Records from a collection

=====

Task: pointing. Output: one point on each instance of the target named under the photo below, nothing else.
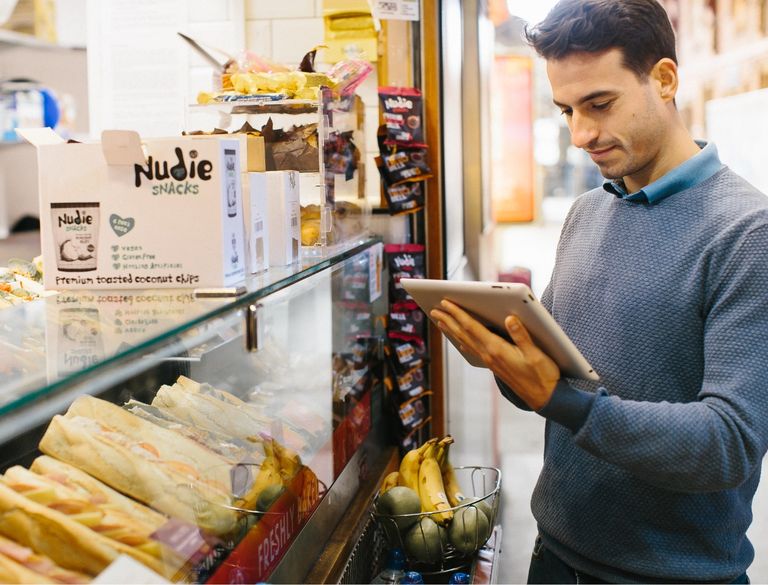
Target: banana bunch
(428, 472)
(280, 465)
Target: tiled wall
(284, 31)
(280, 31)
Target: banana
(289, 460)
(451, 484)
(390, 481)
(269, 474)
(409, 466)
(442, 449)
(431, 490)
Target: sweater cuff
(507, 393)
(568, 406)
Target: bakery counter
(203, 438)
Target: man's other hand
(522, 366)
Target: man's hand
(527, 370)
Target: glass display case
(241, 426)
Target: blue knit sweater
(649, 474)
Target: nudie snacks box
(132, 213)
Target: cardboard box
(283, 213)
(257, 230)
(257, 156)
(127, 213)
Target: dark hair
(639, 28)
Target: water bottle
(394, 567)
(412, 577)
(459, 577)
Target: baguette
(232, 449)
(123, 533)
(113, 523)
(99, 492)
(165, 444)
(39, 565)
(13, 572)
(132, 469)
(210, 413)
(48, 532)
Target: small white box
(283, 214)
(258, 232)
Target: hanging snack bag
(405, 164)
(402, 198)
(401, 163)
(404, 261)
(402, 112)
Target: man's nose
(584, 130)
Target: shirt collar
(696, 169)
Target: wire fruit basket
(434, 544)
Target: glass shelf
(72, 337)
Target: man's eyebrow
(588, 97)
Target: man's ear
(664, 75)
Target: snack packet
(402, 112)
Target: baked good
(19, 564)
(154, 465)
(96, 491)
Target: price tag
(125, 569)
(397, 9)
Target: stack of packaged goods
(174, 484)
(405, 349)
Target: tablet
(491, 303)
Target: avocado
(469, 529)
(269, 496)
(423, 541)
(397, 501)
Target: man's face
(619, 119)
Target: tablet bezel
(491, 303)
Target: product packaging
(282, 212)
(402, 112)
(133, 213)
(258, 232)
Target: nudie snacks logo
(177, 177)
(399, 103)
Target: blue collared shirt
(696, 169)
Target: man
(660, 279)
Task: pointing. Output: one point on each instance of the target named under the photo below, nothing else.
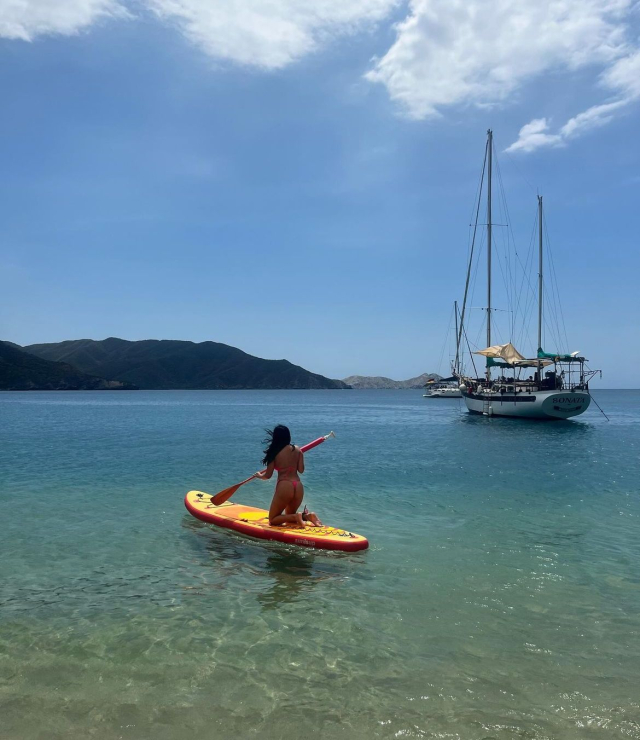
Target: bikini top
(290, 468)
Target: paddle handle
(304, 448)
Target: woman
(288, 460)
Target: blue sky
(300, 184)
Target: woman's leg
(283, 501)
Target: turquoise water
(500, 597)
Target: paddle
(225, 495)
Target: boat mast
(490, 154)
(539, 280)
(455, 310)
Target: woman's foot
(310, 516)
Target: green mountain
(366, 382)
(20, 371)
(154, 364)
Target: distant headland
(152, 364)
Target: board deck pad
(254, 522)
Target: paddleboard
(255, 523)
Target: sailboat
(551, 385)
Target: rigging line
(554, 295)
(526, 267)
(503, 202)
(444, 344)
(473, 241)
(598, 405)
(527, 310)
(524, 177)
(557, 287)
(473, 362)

=====

**What the exercise asks**:
The answer must restate each entry word for word and contain no images.

**Answer area**:
Task: pointing. Output: one point on each instance of the target named under the photo below, nothing else.
Target: banana bunch
(428, 472)
(280, 465)
Target: tiled wall
(284, 31)
(280, 31)
Target: banana
(289, 460)
(451, 484)
(390, 481)
(269, 474)
(409, 466)
(442, 449)
(431, 490)
Target: sweater cuff
(507, 393)
(568, 406)
Target: bakery counter
(203, 438)
Target: man's other hand
(522, 366)
Target: man's hand
(527, 370)
Target: glass display case
(241, 426)
Target: blue knit sweater
(649, 474)
Target: nudie snacks box
(132, 213)
Target: cardboard box
(283, 213)
(257, 230)
(257, 156)
(127, 213)
Target: dark hair
(639, 28)
Target: water bottle
(394, 567)
(412, 577)
(459, 577)
Target: baguette
(232, 449)
(123, 533)
(113, 523)
(99, 492)
(165, 444)
(39, 565)
(13, 572)
(132, 469)
(210, 413)
(48, 532)
Target: small white box
(283, 214)
(258, 232)
Target: hanging snack bag
(405, 164)
(402, 198)
(401, 163)
(404, 261)
(402, 112)
Target: man's nose
(584, 130)
Target: shirt collar
(696, 169)
Target: wire fruit basket
(434, 544)
Target: glass shelf
(72, 337)
Target: man's eyebrow
(588, 97)
Target: man's ear
(664, 75)
Target: snack packet
(402, 112)
Target: baked good
(19, 564)
(154, 465)
(96, 491)
Target: price tag
(125, 569)
(397, 9)
Target: stack of packaged goods
(174, 484)
(405, 349)
Target: tablet
(491, 303)
Target: avocado
(469, 529)
(269, 496)
(423, 541)
(397, 501)
Target: man's face
(619, 119)
Target: tablet bezel
(491, 303)
Target: product packaging
(282, 212)
(402, 112)
(133, 213)
(258, 232)
Target: nudie snacks logo
(177, 177)
(399, 103)
Target: blue collared shirt
(696, 169)
Target: man
(660, 279)
Task: pointing. Output: one point on each instance of the target named under the photo below, nothing else.
Target: bikini top
(290, 468)
Target: paddle handle
(304, 448)
Target: woman
(288, 460)
Target: blue sky
(300, 184)
Target: woman's leg
(283, 501)
Target: turquoise water
(500, 597)
Target: paddle
(225, 495)
Target: boat mast
(490, 154)
(539, 280)
(455, 310)
Target: woman's foot
(310, 516)
Target: green mountain
(366, 382)
(20, 371)
(154, 364)
Target: distant headland
(152, 364)
Target: board deck pad
(254, 522)
Target: paddleboard
(255, 523)
Target: sailboat
(551, 385)
Target: rigging line
(554, 295)
(526, 267)
(503, 202)
(444, 344)
(473, 241)
(598, 405)
(527, 310)
(524, 177)
(557, 287)
(473, 362)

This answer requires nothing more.